Exercise objective: Could you convert the stretch from the start of the records through the line containing "[[70,161],[29,154],[42,215]]" into a JSON list of strings, one string per line, with both ends included and any blank lines omitted?

Data shown:
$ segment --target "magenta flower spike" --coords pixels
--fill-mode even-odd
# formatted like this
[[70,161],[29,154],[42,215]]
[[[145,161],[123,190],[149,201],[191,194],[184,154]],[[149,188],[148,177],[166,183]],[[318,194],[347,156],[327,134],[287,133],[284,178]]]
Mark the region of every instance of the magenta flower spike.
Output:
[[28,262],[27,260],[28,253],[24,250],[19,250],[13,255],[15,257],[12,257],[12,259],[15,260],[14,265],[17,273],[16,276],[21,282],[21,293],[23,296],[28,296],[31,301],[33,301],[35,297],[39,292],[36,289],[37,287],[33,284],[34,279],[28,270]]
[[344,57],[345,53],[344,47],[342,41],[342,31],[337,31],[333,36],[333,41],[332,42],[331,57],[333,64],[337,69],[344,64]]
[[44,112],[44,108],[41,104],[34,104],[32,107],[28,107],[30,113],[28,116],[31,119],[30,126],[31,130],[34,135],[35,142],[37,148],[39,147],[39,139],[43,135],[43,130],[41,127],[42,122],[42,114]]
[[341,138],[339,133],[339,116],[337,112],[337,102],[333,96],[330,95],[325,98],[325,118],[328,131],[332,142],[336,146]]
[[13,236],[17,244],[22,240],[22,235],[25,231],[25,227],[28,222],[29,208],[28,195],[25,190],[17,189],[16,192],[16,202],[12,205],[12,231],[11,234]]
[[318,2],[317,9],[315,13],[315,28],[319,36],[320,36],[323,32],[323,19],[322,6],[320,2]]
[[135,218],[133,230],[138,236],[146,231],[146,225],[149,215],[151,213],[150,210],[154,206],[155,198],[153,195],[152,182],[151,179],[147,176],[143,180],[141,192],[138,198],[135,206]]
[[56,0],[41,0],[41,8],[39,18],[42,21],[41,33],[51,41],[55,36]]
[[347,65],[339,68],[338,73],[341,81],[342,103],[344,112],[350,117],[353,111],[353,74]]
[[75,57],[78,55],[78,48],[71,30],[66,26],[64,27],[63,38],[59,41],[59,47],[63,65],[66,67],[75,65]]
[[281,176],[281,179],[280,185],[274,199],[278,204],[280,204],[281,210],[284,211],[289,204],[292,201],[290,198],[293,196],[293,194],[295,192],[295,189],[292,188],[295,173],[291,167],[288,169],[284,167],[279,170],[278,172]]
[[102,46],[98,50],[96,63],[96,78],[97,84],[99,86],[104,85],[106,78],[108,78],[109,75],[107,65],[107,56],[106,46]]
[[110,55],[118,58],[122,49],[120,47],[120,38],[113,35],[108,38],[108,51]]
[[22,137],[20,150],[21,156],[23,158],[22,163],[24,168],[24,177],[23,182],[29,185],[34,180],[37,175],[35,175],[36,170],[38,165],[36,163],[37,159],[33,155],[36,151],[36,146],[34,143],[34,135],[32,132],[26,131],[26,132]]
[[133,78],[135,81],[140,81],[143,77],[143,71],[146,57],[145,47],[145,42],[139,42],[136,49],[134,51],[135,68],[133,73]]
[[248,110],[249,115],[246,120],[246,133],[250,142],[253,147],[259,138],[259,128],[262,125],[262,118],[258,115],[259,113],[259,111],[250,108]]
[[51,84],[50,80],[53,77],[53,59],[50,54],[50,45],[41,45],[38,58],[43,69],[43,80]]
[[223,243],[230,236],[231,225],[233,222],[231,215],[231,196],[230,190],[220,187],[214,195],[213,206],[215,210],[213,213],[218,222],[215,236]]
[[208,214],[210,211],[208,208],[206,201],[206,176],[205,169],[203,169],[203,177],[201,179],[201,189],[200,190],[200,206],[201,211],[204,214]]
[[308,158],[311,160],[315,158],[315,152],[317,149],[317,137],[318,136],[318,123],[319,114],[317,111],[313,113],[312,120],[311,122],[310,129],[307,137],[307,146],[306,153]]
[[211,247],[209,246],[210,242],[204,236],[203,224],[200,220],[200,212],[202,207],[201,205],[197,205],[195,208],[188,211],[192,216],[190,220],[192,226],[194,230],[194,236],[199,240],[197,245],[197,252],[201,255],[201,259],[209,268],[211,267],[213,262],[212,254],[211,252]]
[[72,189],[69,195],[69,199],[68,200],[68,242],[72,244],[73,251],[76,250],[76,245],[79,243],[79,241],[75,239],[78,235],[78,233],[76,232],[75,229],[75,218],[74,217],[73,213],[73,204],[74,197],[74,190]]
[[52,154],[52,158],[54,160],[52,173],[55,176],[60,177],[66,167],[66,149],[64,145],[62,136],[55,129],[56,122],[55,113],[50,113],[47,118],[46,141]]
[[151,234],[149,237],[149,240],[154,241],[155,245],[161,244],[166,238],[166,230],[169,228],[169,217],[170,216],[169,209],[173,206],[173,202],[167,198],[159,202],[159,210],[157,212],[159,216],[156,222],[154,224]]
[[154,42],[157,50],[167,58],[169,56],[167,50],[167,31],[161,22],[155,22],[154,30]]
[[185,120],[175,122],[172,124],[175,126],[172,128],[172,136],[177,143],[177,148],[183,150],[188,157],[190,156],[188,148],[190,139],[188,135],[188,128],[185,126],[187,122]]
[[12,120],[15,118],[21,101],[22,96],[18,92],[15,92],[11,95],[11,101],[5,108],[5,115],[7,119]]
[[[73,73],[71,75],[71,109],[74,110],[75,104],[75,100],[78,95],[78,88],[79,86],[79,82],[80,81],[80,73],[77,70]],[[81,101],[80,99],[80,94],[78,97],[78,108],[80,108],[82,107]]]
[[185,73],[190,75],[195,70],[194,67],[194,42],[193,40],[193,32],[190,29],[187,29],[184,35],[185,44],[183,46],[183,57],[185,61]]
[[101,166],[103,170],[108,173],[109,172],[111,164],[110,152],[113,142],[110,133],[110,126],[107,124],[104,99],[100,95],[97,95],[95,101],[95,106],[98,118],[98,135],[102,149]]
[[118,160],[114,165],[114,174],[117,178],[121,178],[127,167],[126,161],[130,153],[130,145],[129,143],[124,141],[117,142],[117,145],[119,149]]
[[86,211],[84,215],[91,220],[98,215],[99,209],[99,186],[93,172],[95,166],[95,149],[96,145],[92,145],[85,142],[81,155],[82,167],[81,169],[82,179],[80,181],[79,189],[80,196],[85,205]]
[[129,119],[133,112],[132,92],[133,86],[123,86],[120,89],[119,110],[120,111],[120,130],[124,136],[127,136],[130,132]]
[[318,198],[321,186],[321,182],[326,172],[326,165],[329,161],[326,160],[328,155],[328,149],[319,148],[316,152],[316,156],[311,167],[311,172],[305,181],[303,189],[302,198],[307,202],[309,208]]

Full output:
[
  "$ segment --target \"magenta flower spike\" --coords pixels",
  "--fill-mode even-odd",
  "# formatted like this",
  "[[70,161],[29,154],[42,215]]"
]